____ Given records

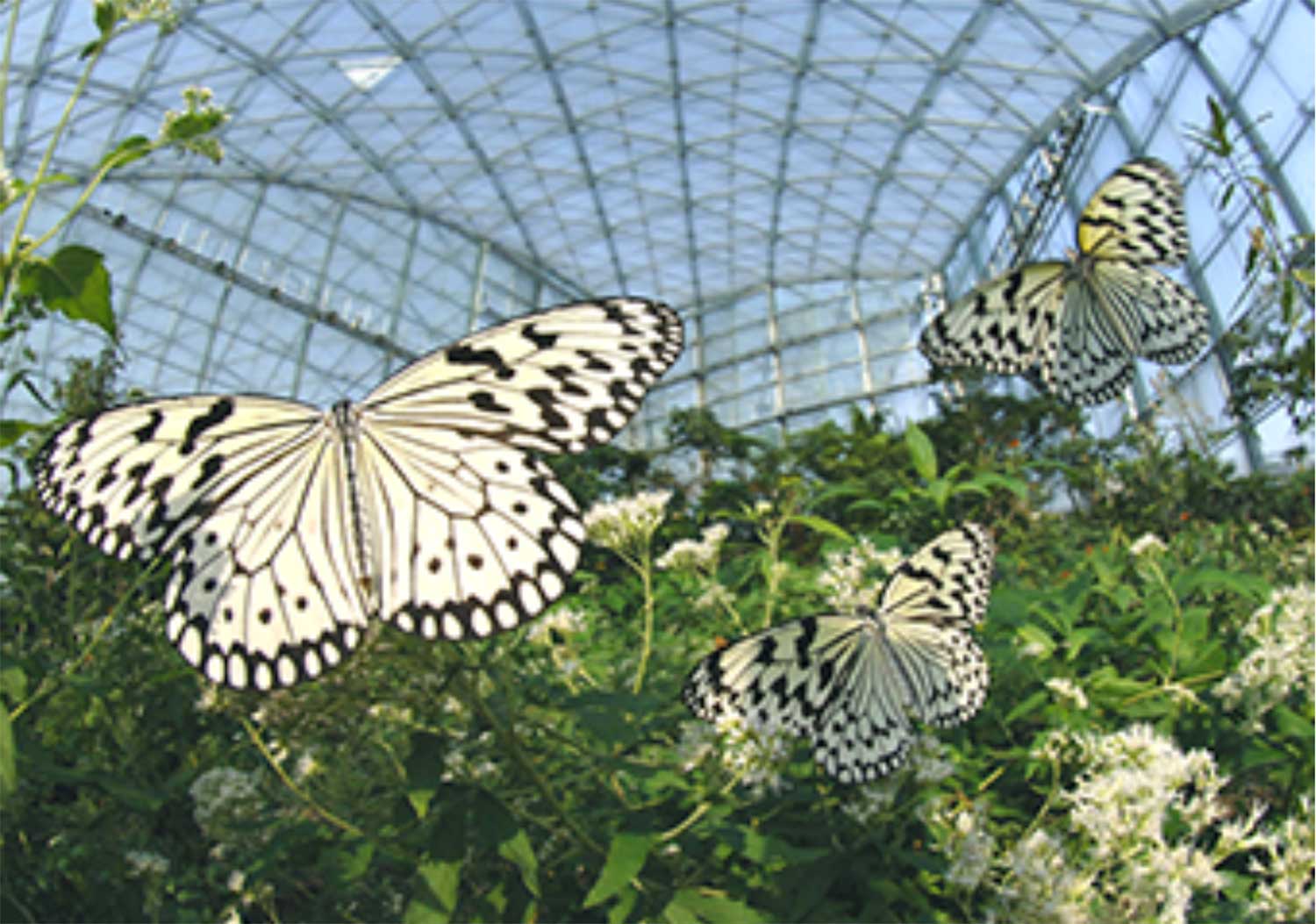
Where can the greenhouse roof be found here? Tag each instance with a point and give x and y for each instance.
(799, 179)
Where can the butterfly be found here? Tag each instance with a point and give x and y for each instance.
(852, 682)
(1082, 323)
(289, 528)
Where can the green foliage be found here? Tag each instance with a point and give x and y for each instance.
(549, 776)
(1274, 347)
(74, 281)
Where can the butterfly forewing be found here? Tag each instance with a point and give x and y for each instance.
(1136, 216)
(244, 495)
(290, 528)
(850, 684)
(1084, 324)
(1005, 326)
(557, 381)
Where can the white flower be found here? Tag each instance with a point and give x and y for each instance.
(697, 557)
(1289, 889)
(1041, 886)
(626, 526)
(144, 863)
(1066, 690)
(755, 755)
(223, 795)
(562, 619)
(1147, 542)
(1281, 663)
(962, 837)
(849, 578)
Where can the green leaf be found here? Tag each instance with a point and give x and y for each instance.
(519, 850)
(8, 758)
(921, 452)
(12, 429)
(821, 526)
(1032, 636)
(441, 878)
(626, 856)
(13, 684)
(690, 905)
(74, 281)
(125, 152)
(424, 770)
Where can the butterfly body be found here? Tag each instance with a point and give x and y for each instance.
(853, 682)
(291, 528)
(1084, 321)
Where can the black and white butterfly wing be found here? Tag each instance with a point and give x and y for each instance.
(928, 608)
(478, 536)
(1005, 326)
(1136, 218)
(247, 498)
(1084, 324)
(850, 684)
(557, 381)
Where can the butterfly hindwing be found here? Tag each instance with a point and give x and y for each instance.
(850, 684)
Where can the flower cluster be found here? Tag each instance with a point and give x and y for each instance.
(962, 837)
(145, 865)
(1282, 660)
(626, 526)
(849, 578)
(755, 755)
(225, 799)
(562, 620)
(697, 557)
(1289, 889)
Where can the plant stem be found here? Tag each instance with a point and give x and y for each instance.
(287, 781)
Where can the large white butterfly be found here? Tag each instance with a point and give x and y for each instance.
(850, 684)
(290, 526)
(1084, 321)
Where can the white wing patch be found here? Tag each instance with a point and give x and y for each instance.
(850, 684)
(290, 528)
(1084, 324)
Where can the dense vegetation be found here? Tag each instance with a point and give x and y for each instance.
(1147, 742)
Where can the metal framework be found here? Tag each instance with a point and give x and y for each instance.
(789, 175)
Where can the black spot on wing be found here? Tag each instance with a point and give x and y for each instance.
(216, 415)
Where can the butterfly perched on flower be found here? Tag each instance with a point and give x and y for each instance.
(1084, 323)
(289, 528)
(850, 684)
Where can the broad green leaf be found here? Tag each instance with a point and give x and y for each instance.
(13, 684)
(519, 850)
(74, 282)
(921, 453)
(1032, 637)
(442, 878)
(128, 150)
(707, 906)
(626, 856)
(8, 758)
(12, 429)
(821, 526)
(424, 770)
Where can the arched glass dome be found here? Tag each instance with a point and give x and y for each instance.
(795, 178)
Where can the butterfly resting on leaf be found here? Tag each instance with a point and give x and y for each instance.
(1084, 321)
(852, 682)
(290, 528)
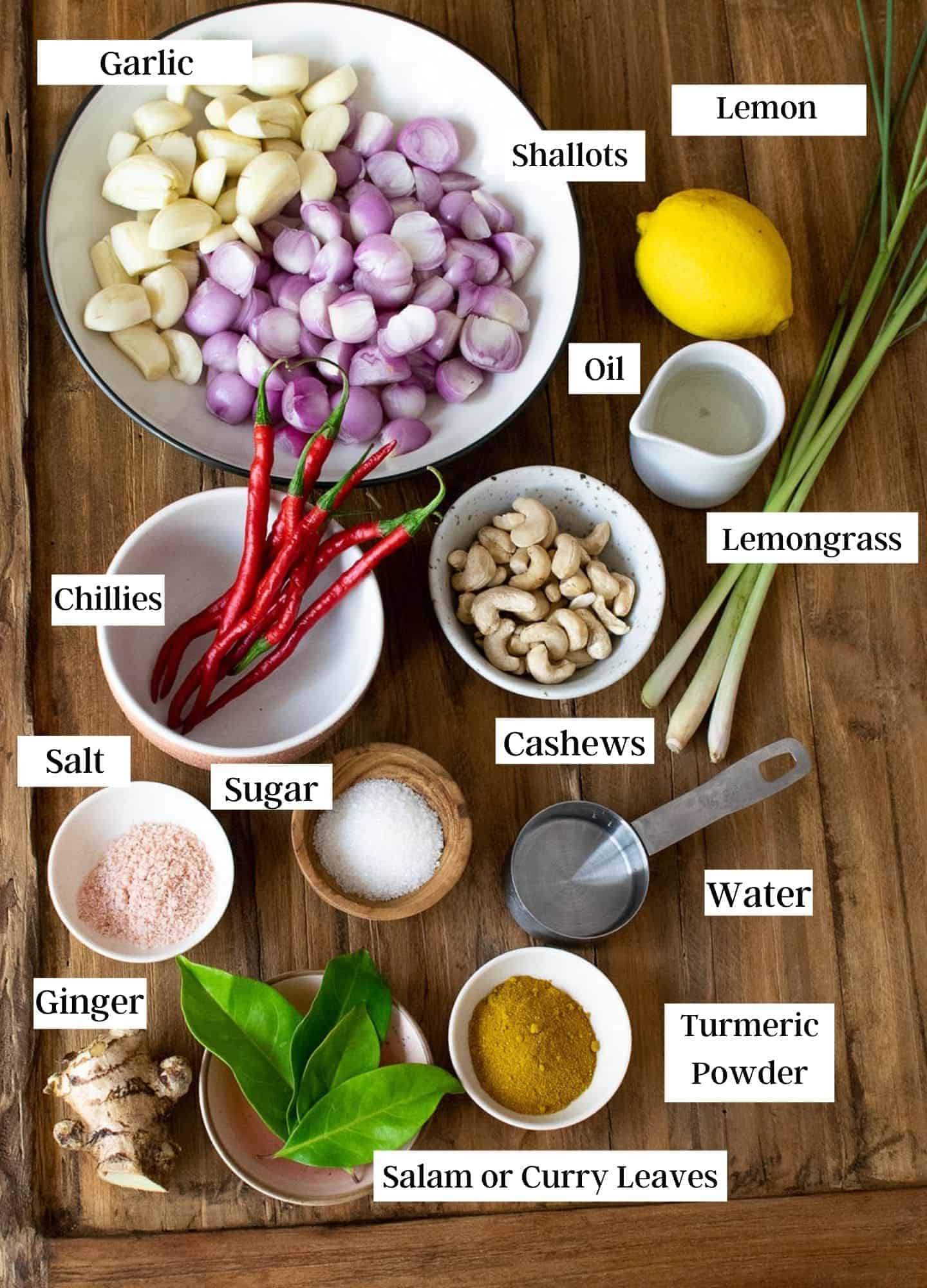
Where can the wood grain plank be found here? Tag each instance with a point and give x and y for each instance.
(23, 1260)
(858, 1241)
(839, 664)
(862, 629)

________

No image belongs in the copy. Transcribe the full listing verbatim.

Where can the greenhouse roof be found here? Tag each instance with a point and give x and y for each instance.
(799, 179)
Where can the butterfly be found here? Tag each instance with a point and give x and y for each instance.
(852, 682)
(1082, 323)
(289, 528)
Where can the green foliage be found here? Tag each instance with a point and give x and y for each instance.
(549, 776)
(1274, 347)
(74, 281)
Where can the butterfly forewing be found here? Tag each instance with a point and give x and y for each instance.
(1136, 216)
(244, 495)
(290, 528)
(850, 684)
(1084, 324)
(1005, 326)
(557, 381)
Where can the white flower be found here? Tag each instance with a point and give x and y for each instance.
(697, 557)
(1289, 889)
(1041, 886)
(626, 526)
(144, 863)
(1066, 690)
(755, 755)
(223, 795)
(562, 619)
(1147, 542)
(1281, 663)
(962, 837)
(849, 578)
Where can the green leaf be found here? Tag each instance with a point and give x and y for each instance.
(519, 850)
(8, 758)
(921, 452)
(12, 429)
(821, 526)
(1032, 636)
(441, 878)
(626, 856)
(13, 684)
(690, 905)
(74, 281)
(125, 152)
(424, 770)
Where can the butterfly body be found here? Tag each instance with a point and give x and y for each instance.
(853, 682)
(291, 528)
(1084, 321)
Where can the black and white butterfly wing be found here? Tag each instance with a point and give x and y for each instance.
(928, 608)
(478, 536)
(1005, 326)
(1136, 218)
(247, 498)
(1084, 324)
(850, 684)
(557, 381)
Where can the butterfly hindwing be found here? Tag each instance with a point and give x and y for each instance.
(850, 684)
Where can the flower cluster be found here? Tag each instance with a point and give x and y for each instance.
(962, 837)
(145, 865)
(1282, 660)
(626, 526)
(849, 578)
(755, 755)
(225, 799)
(562, 620)
(697, 557)
(1289, 889)
Where can the plant stem be found here? Tag each instance with a point and give x and y for each instance.
(287, 781)
Where can the large white butterfly be found here? Tag each instance with a point and give x and y for each instance.
(850, 684)
(290, 526)
(1084, 321)
Where can the white wing patch be found here? Tag each instance with a point and give x and y for each instance.
(850, 684)
(290, 528)
(1084, 324)
Where can the dense vegetation be found here? Tag each instance with a point and give x and y for each instance.
(1147, 742)
Where can the metal framework be found here? Tag each instance with a point and give x and y for each instance.
(789, 175)
Where can the black spot on wing be found here? Tag each instance with a point and give x and y for each instance.
(216, 415)
Where can the butterfly perched on flower be found here? Tag each instance with a point and give x and y for each instance.
(1084, 323)
(289, 528)
(850, 684)
Where can the broad green leaf be found here? Tag each instance with a point and give x and y for each instance.
(13, 684)
(519, 850)
(74, 282)
(921, 453)
(1032, 637)
(442, 878)
(128, 150)
(707, 906)
(626, 856)
(8, 758)
(12, 429)
(821, 526)
(424, 770)
Where can the arched glass dome be found here? Tag each instance with a point and give x and y for each instance.
(795, 178)
Where can the butterfly resting on leaf be found here? Tag each instance with a point and give x and y for each instance.
(1084, 321)
(852, 682)
(290, 528)
Where can the wood grain plank be found here? Tag each instance with a point and give x and y for each instance.
(23, 1260)
(858, 1241)
(839, 664)
(862, 629)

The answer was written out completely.